• _Document passage_:

Court limits on the amount of time minors can be held in CBP custody mean that nearly any parent who arrived with a child could expect to be issued a notice to appear in court and to be released into the U.S. interior within a few days.

Homeland security officials said smuggling organizations have been exploiting this “loophole,” reaping huge profits by marketing an easy trip north.

The surge reached its height in May, when more than 144,000 were taken into custody, including one group of 1,036 that crossed the border into El Paso to surrender.

After that event, President Trump demanded a crackdown, threatening to impose tariffs on Mexican imports if Mexican authorities did not help stem the tide.

The government of Andrés Manuel López Obrador responded by deploying thousands of national guard troops to clamp down on the Central American migrants, while also allowing the United States to expand a program that requires migrants to wait outside U.S. territory while their legal claims are processed.

Under that program, which the Trump administration calls the “Migrant Protection Protocols,” nearly 50,000 migrants have been returned to Mexico, many of them waiting months in dangerous border cities. Trump officials say the program has been effective at deterring migrants who might be trying to game the system with baseless asylum claims.

The legality of the MPP is being challenged in federal courts — an appeals court allowed it to continue temporarily while weighing it — as is a new policy that disqualifies asylum seekers who do not attempt to gain protection in other nations while en route to the U.S. border.

Morgan said that asylum bar would be implemented “this week,” following a U.S. Supreme Court ruling last month that allowed the administration to go forward while legal challenges are pending in federal courts.

Advocates for migrants say the Trump administration has all but slammed the door on migrants fleeing violence and persecution, exposing children and other vulnerable populations to grave risks.

On Tuesday, Morgan said: “The administration’s efforts — they’re working. Four short months ago, our daily apprehensions were close to 5,000. And today . . . it’s below 1,700.”

Morgan said that the figure remained too high and that a more manageable level would be 500 apprehensions per day. The 52,546 enforcement actions CBP tallied in September still rank it higher than any single month during the 2018 fiscal year.

But compared with the rest of fiscal 2019, it was the lowest monthly total and a 65 percent drop from the May peak, Morgan noted. He said the agency had “essentially ended catch-and-release,” the term Trump administration officials use to refer to the practice of releasing border crossers from detention with a notice to appear in court.

“If you come to our borders with a child, it’s no longer an immediate passport into the interior of the United States,” he said.

In another crucial indicator of the change in volume, Morgan said the number of migrants in CBP custody is approximately 4,000, down from 19,000 in early June, when cells were overflowing with families and children in squalid conditions.

Morgan also told reporters that the administration has completed 71 of the 450 miles of “beautiful” new border barriers CBP plans to complete by the end of 2020.

Asked about the president’s promises that Mexico would pay for the structure, Morgan said he “didn’t care” how the wall would be funded.

“I’m the commissioner of CBP,” he said. “That’s a political thing to me. . . . I don’t care who’s paying for the wall. All I care about is that it’s being built.”

As the acting CBP chief, Morgan has attended meetings at the White House in recent weeks to discuss the administration’s concerns about wall funding, including a gathering Trump adviser Jared Kushner led last month at which senior officials outlined a plan to divert $3.6 billion from the Pentagon budget for the second year in a row.

Though Morgan referred to himself as “commissioner” during the White House briefing, he technically is the “Chief Operating Officer and Senior Official Performing the Duties of the Commissioner,” because he has not received Senate confirmation. Neither he nor any of the other heads of DHS immigration agencies — along with the acting DHS secretary — has been nominated by the White House or been confirmed by Senate vote.

• _Exercise instructions_:
A. According to the border enforcement passage, how many miles of new border barriers has the administration completed?
B. For each statement, answer yes or no depending on whether it agrees with the border enforcement passage, and quote the words that decide it.
(i) More than 144,000 people were taken into custody in May.
(ii) About 19,000 migrants were in CBP custody at the time Morgan spoke.
(iii) Morgan has received Senate confirmation.
The material that comes next is separate from the border enforcement passage.

• _Source data_:
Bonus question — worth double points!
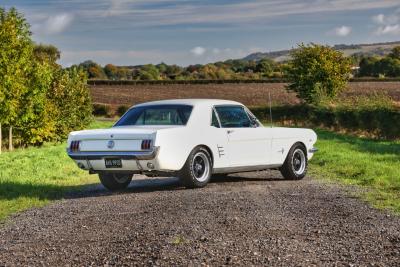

• _Results for each task_:
A. 71 of the 450 miles planned by the end of 2020.

B.
(i) Yes: "The surge reached its height in May, when more than 144,000 were taken into custody"
(ii) No: "the number of migrants in CBP custody is approximately 4,000, down from 19,000 in early June"
(iii) No: "because he has not received Senate confirmation"